___ EXCERPTED PASSAGE ___

Roger Deakin | |
Birth Name: | Roger Stuart Deakin |
Birth Date: | 11 February 1943 |
Birth Place: | Watford, England |
Death Place: | Mellis, Suffolk, England |
Children: | 1 |
Roger Stuart Deakin (11 February 1943[1] – 19 August 2006) was an English writer, documentary-maker and environmentalist. He was a co-founder and trustee of Common Ground, the arts, culture and environment organisation. Waterlog, the only book he published in his lifetime, topped the UK best seller charts, and founded the wild swimming movement.
Patrick Barkham published a biography of Deakin in 2023 titled simply The Swimmer.
Deakin, an only child, was born in Watford, Hertfordshire. His father was a railway clerk from Walsall in the Midlands, who died when Deakin was 17. Educated at The Haberdashers' Aske's Boys' School, an independent school, based at the time in Hampstead in north-west London, followed by Peterhouse, University of Cambridge, Deakin read English, under the auspices of writer Kingsley Amis.[1]
Deakin first worked in advertising as a copywriter and creative director for Colman Prentis and Varley, while living in Bayswater, London. He was responsible for the National Coal Board slogan "Come home to a real fire". Following this, he taught French and English at Diss Grammar School for three years.[1]
In 1968, he bought Walnut Tree Farm, a semi-ruined Elizabethan moated, wood-beamed farmhouse on the edge of Mellis Common in Suffolk, near Diss, which he rebuilt and developed over many years and where he lived until his death. He dredged the moat, where he swam daily, planted woodland and bought more of the surrounding fields, where he grew hay and wild flowers. The land included several shepherds huts and Deakin went on to build a cabin for his son Rufus.[1] [2] The house was without central heating but housed an Aga and wide open fireplaces. A colony of swallows lived in the main chimney and for several years chickens and ducks shared his kitchen.

___

**REQUIRED TASKS:**
(a) From the Roger Deakin profile, copy the passage starting at "Roger Deakin |" and ending at "wild swimming movement.".
(b) Summarize the Roger Deakin profile in two sentences.

___ RECORDS ___

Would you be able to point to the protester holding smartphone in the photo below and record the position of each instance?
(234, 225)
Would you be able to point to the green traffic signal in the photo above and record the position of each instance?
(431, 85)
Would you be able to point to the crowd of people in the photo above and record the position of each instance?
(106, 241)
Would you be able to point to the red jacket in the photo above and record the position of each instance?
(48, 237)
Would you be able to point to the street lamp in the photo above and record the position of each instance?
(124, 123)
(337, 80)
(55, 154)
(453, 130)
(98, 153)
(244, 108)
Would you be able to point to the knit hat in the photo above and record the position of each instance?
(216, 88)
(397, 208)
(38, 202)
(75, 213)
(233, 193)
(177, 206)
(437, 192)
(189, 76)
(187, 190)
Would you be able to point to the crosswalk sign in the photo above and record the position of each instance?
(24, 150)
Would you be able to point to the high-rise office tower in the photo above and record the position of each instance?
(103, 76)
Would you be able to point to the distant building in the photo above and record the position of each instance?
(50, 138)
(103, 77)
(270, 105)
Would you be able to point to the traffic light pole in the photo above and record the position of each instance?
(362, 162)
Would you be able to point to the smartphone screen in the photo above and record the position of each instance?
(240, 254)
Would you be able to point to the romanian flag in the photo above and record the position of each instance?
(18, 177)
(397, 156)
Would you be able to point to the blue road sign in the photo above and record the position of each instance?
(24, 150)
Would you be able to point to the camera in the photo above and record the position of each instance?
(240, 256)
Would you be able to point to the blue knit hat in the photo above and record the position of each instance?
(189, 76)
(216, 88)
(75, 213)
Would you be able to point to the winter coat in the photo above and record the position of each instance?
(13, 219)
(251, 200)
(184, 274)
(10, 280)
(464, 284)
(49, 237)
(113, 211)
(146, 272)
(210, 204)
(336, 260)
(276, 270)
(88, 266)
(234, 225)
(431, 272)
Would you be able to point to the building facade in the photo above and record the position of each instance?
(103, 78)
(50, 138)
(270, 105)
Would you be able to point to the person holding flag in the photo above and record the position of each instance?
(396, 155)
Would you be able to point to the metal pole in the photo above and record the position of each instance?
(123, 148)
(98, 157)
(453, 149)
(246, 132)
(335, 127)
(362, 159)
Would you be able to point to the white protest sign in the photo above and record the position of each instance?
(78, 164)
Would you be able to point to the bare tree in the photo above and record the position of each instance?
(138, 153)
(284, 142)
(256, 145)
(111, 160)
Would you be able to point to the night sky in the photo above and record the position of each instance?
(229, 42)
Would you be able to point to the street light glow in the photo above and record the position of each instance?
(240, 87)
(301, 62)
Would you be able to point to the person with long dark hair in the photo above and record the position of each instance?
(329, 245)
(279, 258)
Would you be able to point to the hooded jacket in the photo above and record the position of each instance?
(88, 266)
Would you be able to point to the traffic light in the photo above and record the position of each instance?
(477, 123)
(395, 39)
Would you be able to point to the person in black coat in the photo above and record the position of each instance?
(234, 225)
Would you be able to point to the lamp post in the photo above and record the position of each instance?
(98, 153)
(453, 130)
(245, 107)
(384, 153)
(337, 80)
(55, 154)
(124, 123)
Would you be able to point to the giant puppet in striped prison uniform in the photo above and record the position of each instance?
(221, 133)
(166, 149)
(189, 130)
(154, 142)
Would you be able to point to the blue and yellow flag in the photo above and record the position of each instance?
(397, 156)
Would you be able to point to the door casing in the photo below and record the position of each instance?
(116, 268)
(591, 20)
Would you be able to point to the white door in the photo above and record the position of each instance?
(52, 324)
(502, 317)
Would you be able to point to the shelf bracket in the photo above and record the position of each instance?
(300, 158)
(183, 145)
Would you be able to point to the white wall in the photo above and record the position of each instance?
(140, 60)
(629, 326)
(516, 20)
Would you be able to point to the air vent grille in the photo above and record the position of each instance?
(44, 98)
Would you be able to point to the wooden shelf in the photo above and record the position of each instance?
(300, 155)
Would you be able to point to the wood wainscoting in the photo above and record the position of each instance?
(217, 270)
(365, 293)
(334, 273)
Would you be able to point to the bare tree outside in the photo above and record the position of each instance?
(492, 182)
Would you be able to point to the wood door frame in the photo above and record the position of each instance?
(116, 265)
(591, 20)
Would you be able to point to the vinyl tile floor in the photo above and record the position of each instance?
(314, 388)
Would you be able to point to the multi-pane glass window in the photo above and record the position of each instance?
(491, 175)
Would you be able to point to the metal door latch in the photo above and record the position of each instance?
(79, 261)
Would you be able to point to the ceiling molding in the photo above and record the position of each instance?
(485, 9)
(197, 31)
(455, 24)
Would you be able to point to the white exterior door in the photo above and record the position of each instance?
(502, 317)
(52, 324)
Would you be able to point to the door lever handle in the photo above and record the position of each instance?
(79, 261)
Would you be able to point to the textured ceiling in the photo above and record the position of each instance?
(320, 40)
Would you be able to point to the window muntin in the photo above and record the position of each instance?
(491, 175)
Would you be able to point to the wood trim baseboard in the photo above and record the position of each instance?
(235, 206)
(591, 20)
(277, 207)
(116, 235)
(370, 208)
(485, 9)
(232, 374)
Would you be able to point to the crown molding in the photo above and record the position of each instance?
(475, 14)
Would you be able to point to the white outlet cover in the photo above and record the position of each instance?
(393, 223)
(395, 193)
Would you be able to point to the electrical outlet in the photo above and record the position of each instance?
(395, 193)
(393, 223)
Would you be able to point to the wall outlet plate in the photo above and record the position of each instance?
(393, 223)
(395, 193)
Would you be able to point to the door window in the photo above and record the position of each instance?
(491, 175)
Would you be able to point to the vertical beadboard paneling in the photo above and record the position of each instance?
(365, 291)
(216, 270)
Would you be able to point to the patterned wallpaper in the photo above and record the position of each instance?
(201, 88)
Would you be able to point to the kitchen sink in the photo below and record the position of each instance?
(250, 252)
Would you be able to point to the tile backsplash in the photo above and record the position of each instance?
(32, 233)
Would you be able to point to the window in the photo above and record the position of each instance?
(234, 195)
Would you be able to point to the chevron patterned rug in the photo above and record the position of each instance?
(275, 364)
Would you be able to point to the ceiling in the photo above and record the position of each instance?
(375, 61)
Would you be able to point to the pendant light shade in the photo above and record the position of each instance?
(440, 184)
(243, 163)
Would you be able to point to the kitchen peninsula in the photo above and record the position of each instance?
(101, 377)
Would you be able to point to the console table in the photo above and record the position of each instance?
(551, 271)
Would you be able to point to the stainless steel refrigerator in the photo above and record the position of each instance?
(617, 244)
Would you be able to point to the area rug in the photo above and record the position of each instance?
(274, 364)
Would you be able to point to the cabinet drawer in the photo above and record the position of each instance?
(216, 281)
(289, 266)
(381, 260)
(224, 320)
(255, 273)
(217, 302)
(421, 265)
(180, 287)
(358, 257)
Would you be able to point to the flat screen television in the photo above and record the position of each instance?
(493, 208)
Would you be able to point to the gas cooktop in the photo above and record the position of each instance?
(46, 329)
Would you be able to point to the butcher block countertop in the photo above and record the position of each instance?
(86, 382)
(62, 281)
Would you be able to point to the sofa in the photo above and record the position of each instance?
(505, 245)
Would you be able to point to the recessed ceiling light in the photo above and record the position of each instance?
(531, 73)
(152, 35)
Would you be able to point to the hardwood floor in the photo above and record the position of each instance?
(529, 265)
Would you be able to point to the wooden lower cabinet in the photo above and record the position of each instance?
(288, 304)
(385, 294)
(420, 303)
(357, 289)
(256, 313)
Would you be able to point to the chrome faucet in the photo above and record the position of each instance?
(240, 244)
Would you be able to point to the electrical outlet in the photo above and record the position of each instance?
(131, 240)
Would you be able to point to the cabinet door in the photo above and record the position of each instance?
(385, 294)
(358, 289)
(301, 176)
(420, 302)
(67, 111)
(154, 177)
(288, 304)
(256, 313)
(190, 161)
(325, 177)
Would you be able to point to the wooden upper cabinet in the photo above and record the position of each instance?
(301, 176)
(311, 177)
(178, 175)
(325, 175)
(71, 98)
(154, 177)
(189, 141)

___

**WRITTEN RESPONSES:**
(a)
Roger Deakin | |
Birth Name: | Roger Stuart Deakin |
Birth Date: | 11 February 1943 |
Birth Place: | Watford, England |
Death Place: | Mellis, Suffolk, England |
Children: | 1 |
Roger Stuart Deakin (11 February 1943[1] – 19 August 2006) was an English writer, documentary-maker and environmentalist. He was a co-founder and trustee of Common Ground, the arts, culture and environment organisation. Waterlog, the only book he published in his lifetime, topped the UK best seller charts, and founded the wild swimming movement.

(b) Roger Deakin (1943–2006) was an English writer, documentary-maker and environmentalist who co-founded Common Ground, and Waterlog, the only book he published in his lifetime, topped the UK best seller charts and founded the wild swimming movement. After working in advertising and teaching French and English, he bought Walnut Tree Farm in Suffolk in 1968, rebuilt it over many years, and lived there until his death.